In the stretch from the line containing "Wanted = one point per instance on the weathered" through the line containing "x=276, y=181", swap every "saguaro" for "barrel", and write out those lines again with nothing else altered.

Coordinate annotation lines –
____________

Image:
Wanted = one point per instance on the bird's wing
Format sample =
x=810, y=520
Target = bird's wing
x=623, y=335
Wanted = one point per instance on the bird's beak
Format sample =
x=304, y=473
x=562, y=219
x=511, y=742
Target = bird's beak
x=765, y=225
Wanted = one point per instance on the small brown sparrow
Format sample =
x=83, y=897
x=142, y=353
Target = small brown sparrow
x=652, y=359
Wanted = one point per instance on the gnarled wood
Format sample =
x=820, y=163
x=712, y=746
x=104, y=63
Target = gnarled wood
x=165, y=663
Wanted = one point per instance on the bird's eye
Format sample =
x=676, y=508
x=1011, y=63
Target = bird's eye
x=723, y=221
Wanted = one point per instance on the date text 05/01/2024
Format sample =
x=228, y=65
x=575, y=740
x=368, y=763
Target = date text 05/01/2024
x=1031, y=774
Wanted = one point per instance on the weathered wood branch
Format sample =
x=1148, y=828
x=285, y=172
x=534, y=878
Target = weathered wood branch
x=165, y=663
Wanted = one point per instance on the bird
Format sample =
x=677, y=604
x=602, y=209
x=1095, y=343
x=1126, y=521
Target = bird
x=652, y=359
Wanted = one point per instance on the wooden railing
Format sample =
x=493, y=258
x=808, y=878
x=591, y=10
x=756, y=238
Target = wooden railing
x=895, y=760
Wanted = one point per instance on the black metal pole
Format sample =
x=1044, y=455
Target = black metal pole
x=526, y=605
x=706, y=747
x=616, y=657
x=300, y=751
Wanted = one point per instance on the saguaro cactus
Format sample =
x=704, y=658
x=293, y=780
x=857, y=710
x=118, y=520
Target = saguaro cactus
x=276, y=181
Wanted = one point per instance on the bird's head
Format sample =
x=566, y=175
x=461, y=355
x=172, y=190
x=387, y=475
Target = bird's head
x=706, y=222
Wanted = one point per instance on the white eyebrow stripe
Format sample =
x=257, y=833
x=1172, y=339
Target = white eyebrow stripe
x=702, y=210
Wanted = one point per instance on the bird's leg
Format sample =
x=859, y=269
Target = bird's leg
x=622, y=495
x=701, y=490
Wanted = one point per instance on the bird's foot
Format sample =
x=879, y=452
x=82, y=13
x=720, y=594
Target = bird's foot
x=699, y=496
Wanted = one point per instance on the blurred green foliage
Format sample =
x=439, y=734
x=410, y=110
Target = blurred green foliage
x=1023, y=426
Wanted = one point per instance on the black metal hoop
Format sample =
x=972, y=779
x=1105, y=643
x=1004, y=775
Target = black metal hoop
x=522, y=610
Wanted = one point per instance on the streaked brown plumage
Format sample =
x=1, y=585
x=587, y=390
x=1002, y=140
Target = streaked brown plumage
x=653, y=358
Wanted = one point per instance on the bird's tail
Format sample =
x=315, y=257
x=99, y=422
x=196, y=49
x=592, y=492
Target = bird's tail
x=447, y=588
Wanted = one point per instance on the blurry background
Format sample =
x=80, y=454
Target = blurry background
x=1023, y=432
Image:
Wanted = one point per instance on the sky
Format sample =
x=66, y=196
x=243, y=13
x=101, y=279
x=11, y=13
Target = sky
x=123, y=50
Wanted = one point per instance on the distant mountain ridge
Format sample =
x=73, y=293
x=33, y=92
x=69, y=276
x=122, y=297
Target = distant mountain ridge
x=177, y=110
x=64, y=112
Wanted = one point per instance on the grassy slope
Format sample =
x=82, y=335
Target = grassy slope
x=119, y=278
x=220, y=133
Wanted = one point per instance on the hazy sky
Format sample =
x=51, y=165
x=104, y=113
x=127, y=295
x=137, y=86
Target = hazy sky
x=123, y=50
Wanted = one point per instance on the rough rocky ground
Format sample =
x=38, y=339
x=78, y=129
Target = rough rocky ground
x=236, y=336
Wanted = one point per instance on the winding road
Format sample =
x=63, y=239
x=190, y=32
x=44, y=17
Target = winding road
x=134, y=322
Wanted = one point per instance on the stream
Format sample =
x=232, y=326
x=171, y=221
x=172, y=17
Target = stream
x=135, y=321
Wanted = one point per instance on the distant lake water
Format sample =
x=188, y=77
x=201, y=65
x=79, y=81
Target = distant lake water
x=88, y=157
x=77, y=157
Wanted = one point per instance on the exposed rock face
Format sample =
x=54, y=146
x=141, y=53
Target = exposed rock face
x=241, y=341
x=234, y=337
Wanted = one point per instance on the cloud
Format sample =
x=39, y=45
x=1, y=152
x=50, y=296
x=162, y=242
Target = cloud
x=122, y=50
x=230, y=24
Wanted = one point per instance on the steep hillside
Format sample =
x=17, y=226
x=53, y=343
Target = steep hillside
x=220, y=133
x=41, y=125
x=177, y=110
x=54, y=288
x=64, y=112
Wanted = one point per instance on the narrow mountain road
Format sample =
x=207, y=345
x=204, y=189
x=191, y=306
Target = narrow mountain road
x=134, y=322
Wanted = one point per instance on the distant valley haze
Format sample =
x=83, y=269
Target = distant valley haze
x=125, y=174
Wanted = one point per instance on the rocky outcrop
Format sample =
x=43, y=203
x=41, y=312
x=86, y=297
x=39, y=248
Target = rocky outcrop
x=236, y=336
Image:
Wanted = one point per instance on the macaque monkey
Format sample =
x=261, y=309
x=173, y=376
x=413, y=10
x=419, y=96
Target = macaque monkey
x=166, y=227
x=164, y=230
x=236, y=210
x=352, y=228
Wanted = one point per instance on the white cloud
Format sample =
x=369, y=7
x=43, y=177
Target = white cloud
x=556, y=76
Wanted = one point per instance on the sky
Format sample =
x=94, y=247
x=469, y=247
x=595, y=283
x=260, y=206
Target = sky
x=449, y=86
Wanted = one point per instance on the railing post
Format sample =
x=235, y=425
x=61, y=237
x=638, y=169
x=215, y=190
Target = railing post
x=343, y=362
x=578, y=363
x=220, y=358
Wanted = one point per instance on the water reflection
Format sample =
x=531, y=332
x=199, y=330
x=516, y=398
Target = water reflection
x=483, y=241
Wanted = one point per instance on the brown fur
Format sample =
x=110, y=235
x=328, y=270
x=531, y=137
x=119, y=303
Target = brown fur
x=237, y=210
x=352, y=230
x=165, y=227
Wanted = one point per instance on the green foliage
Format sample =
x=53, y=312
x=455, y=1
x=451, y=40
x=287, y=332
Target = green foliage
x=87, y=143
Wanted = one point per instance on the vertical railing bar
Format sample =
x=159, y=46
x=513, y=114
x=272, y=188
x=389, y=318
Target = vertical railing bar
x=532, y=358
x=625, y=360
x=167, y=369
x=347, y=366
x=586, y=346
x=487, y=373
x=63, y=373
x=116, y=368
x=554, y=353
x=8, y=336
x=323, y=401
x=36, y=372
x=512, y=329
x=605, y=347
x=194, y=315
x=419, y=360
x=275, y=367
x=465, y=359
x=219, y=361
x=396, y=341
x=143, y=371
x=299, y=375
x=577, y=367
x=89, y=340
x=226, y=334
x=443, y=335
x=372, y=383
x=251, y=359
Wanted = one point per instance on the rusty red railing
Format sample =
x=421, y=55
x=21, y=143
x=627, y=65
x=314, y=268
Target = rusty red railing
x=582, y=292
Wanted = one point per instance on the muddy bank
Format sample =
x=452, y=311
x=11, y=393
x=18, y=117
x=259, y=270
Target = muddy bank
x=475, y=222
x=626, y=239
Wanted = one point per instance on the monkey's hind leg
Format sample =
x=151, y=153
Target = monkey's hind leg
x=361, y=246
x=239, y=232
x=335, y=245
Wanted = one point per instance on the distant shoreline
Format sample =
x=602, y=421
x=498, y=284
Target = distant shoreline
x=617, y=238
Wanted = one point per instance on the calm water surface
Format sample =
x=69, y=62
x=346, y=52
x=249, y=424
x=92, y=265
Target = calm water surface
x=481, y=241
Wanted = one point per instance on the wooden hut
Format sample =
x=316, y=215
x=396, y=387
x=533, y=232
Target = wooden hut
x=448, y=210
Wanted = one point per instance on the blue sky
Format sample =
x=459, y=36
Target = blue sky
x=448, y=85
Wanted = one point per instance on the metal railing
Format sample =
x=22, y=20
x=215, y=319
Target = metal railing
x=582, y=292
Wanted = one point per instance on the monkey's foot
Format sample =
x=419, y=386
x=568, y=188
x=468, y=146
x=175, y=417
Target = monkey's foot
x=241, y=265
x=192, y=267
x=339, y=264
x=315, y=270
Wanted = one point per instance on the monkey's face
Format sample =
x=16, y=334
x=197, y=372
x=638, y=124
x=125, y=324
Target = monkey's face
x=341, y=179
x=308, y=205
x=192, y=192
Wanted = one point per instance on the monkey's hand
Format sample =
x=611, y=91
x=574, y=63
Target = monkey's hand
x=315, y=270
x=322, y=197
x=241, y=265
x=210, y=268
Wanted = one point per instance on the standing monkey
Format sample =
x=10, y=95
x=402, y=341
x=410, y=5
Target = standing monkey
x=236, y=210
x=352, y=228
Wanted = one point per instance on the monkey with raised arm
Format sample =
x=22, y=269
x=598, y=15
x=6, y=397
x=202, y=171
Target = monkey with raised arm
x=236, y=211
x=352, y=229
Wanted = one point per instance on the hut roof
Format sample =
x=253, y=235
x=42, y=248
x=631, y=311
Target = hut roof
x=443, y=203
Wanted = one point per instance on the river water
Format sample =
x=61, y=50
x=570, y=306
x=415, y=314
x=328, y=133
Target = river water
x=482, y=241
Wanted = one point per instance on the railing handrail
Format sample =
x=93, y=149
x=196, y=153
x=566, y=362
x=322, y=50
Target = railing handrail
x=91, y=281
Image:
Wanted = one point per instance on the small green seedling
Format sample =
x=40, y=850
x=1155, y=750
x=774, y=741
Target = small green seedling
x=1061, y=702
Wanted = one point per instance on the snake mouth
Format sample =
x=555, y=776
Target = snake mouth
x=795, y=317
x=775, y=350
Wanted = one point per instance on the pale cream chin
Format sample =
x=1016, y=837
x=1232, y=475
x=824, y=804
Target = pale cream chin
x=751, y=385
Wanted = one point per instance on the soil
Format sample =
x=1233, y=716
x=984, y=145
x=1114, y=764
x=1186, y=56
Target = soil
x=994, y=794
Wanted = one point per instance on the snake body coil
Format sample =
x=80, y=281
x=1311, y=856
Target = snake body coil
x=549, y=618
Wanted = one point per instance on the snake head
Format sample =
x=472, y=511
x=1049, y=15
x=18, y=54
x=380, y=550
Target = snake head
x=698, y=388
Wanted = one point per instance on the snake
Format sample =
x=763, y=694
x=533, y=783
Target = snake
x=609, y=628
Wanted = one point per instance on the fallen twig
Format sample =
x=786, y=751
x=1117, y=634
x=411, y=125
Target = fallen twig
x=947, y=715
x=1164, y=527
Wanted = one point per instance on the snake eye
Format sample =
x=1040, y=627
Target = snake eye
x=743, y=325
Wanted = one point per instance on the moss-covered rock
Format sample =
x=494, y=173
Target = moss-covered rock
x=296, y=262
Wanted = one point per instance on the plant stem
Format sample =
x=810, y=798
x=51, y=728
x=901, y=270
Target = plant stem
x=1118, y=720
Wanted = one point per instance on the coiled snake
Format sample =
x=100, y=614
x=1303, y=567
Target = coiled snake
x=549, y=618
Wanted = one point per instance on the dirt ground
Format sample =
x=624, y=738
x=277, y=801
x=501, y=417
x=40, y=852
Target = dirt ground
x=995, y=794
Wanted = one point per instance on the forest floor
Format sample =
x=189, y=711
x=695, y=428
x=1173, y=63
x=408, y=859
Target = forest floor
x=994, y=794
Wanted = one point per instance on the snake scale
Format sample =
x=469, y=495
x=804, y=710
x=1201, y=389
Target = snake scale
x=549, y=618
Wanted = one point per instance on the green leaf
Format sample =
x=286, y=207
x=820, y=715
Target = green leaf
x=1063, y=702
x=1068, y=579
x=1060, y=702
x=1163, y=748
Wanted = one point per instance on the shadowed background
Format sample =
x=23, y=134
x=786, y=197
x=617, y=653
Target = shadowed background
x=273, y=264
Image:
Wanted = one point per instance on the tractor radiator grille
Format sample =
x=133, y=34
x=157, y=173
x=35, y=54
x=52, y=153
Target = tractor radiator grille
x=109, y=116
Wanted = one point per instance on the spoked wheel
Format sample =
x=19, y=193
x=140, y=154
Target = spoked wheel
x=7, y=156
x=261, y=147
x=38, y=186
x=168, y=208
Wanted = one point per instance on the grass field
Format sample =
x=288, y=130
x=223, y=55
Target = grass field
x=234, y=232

____________

Expected output –
Wanted = one point per instance on the weathered wood branch
Format sample =
x=1148, y=828
x=285, y=172
x=534, y=878
Target = weathered wood branch
x=165, y=663
Wanted = one point per instance on the bird
Format sample =
x=677, y=604
x=602, y=209
x=1095, y=343
x=1126, y=521
Target = bird
x=652, y=359
Wanted = one point per instance on the wooden railing
Format sample =
x=493, y=258
x=808, y=878
x=591, y=10
x=756, y=238
Target = wooden railing
x=895, y=760
Wanted = one point per instance on the black metal pole
Format sample =
x=1044, y=455
Target = black metal pole
x=526, y=605
x=706, y=747
x=616, y=657
x=300, y=751
Wanted = one point per instance on the barrel cactus
Format sample =
x=704, y=658
x=293, y=780
x=857, y=710
x=118, y=520
Target = barrel cactus
x=276, y=181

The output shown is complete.